'''

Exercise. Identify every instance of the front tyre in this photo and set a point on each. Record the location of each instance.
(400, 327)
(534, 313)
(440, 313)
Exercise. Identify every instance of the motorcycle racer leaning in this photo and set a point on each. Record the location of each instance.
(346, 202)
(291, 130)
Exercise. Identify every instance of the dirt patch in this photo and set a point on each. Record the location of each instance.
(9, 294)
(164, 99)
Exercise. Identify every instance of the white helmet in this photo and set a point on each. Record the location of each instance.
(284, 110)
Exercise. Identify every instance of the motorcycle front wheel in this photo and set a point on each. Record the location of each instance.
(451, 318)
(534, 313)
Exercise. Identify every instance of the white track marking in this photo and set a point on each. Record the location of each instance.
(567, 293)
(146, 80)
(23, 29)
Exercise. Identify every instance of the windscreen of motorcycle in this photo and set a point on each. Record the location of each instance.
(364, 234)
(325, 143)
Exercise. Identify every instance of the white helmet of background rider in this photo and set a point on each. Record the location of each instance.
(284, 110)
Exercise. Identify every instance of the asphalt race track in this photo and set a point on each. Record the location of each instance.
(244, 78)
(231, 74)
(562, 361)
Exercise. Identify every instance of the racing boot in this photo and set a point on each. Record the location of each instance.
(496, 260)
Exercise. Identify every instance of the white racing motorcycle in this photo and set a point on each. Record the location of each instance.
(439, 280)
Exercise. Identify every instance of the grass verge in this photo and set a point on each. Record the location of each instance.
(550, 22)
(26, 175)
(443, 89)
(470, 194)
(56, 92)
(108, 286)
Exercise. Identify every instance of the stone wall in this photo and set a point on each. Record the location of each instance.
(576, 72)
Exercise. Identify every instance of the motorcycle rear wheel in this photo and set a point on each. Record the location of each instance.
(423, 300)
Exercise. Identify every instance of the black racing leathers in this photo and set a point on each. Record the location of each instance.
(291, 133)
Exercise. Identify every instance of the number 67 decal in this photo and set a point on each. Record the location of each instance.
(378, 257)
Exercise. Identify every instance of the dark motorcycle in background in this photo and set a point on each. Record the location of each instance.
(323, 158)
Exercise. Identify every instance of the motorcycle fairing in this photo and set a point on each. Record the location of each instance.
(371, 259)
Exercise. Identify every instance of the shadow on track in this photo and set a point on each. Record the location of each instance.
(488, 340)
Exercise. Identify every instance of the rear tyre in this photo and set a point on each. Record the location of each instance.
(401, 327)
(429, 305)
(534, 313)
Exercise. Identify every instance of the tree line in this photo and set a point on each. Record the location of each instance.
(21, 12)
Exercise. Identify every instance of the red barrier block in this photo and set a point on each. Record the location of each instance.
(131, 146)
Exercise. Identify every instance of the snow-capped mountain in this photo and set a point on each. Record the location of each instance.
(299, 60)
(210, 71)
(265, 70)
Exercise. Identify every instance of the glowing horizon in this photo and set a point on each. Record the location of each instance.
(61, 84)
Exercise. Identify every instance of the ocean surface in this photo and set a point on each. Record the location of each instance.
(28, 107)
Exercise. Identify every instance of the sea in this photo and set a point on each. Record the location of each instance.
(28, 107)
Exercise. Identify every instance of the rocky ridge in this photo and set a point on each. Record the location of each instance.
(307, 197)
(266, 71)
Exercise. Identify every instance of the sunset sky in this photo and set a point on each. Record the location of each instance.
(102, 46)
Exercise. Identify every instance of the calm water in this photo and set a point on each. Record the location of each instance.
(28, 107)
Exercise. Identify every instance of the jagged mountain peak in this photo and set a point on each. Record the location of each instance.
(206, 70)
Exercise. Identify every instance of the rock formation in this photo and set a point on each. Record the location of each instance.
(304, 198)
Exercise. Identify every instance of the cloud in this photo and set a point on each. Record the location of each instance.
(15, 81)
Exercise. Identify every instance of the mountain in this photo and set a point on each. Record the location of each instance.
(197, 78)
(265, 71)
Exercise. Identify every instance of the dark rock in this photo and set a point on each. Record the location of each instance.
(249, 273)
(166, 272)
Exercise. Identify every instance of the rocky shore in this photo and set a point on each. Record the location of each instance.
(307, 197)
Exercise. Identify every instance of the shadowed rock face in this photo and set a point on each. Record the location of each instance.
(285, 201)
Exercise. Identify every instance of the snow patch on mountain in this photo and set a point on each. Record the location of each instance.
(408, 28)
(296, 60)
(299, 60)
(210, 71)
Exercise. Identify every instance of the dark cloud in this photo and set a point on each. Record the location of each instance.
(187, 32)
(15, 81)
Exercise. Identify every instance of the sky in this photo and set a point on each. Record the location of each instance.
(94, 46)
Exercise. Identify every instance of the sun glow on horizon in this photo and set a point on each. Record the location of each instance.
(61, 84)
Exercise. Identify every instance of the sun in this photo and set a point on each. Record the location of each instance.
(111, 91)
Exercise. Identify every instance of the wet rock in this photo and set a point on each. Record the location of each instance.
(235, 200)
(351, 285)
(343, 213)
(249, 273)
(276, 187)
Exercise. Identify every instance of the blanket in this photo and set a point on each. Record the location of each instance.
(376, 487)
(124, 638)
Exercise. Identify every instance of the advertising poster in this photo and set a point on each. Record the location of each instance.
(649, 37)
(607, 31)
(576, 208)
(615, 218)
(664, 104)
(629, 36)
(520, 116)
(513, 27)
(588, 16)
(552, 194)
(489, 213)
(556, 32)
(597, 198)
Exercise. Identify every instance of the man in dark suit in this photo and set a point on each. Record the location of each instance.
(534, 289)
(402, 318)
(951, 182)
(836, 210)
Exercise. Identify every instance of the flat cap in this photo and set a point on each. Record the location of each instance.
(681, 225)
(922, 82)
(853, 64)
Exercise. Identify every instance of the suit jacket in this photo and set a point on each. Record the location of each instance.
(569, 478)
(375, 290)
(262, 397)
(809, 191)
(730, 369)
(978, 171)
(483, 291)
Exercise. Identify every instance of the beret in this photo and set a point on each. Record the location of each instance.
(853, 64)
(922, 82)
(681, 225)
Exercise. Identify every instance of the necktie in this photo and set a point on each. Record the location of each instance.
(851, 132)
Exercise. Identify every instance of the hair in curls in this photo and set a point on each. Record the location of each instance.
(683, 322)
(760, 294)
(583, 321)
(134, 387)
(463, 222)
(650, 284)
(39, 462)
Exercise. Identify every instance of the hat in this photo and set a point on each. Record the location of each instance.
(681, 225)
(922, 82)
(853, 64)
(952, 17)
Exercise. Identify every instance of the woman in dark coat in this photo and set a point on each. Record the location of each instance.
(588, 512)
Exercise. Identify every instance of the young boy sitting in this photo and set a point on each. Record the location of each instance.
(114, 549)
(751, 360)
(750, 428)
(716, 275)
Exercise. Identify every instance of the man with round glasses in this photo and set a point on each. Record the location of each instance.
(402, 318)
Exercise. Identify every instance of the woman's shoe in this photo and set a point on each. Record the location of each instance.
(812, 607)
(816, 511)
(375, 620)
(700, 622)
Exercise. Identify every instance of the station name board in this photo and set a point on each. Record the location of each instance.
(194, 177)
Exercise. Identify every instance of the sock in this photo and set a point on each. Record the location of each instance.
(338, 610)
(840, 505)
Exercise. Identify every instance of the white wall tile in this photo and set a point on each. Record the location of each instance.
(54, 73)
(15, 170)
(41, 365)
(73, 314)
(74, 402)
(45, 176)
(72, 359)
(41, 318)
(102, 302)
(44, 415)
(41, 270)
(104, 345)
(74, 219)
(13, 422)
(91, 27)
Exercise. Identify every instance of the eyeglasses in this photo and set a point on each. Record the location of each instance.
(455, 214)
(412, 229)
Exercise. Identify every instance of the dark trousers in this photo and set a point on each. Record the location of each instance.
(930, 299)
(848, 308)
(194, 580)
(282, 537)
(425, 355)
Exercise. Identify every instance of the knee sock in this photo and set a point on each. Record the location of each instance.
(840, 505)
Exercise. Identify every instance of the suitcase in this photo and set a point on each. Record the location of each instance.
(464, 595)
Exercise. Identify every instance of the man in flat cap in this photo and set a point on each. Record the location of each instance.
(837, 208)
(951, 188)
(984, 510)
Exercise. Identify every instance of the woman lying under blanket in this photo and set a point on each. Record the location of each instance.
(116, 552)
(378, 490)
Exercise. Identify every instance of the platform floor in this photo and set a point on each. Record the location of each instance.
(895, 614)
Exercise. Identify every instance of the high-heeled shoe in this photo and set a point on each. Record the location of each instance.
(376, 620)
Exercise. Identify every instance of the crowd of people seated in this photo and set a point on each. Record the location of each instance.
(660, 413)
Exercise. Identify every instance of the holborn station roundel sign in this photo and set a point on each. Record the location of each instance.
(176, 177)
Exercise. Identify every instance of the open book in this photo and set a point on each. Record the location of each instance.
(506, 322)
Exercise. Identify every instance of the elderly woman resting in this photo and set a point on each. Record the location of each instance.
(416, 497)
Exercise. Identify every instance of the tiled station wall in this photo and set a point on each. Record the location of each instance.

'''

## Work item:
Write out, exactly as shown, only the lines running from the one that contains "Exercise. Identify every instance of the crowd" to the last line above.

## Exercise solution:
Exercise. Identify every instance of the crowd of people seated in this photo and set a point on each. Record the location of each instance.
(660, 413)
Exercise. Identify every instance of the holborn station roundel sign in this photo and set a point on each. Record the location of each instance.
(176, 177)
Exercise. Identify every instance of the open book in this photo and set a point on each. Record the location of each instance.
(506, 322)
Exercise. Identify every instance of the elderly woman resting in this photo and set a point on each. Record the location of each instance.
(416, 497)
Exercise. Identify every instance of the tiled station wall in this photo and set a point on each. Record the location of each instance.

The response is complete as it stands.